#### RECORDS SUPPLIED:
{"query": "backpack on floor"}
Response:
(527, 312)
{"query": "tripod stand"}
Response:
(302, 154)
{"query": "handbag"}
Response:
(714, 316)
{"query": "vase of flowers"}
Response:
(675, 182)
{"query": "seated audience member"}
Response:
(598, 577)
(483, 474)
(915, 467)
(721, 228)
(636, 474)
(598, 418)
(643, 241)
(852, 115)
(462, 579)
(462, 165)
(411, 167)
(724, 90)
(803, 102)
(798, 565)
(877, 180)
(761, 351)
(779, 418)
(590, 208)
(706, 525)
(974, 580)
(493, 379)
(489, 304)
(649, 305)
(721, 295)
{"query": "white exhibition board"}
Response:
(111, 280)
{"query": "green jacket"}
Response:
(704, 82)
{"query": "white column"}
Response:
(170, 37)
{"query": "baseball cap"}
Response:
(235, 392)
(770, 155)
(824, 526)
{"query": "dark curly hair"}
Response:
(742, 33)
==
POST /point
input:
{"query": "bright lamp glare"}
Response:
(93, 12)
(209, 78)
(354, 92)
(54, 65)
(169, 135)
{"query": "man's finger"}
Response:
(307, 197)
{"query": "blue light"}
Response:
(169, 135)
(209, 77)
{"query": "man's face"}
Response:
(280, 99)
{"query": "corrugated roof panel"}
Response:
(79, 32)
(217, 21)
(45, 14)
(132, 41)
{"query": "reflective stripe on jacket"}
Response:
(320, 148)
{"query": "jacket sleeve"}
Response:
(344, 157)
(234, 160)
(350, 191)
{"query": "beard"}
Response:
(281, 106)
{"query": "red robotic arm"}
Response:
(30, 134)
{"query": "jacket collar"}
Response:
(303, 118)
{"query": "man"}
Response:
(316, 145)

#### TASK OBJECTIVE:
Reproduce each line of the material that mentions "jacket".

#### REPLY TO THE TASK:
{"query": "green jacket"}
{"query": "reflective stripe on jacket"}
{"query": "jacket sleeve"}
{"query": "jacket collar"}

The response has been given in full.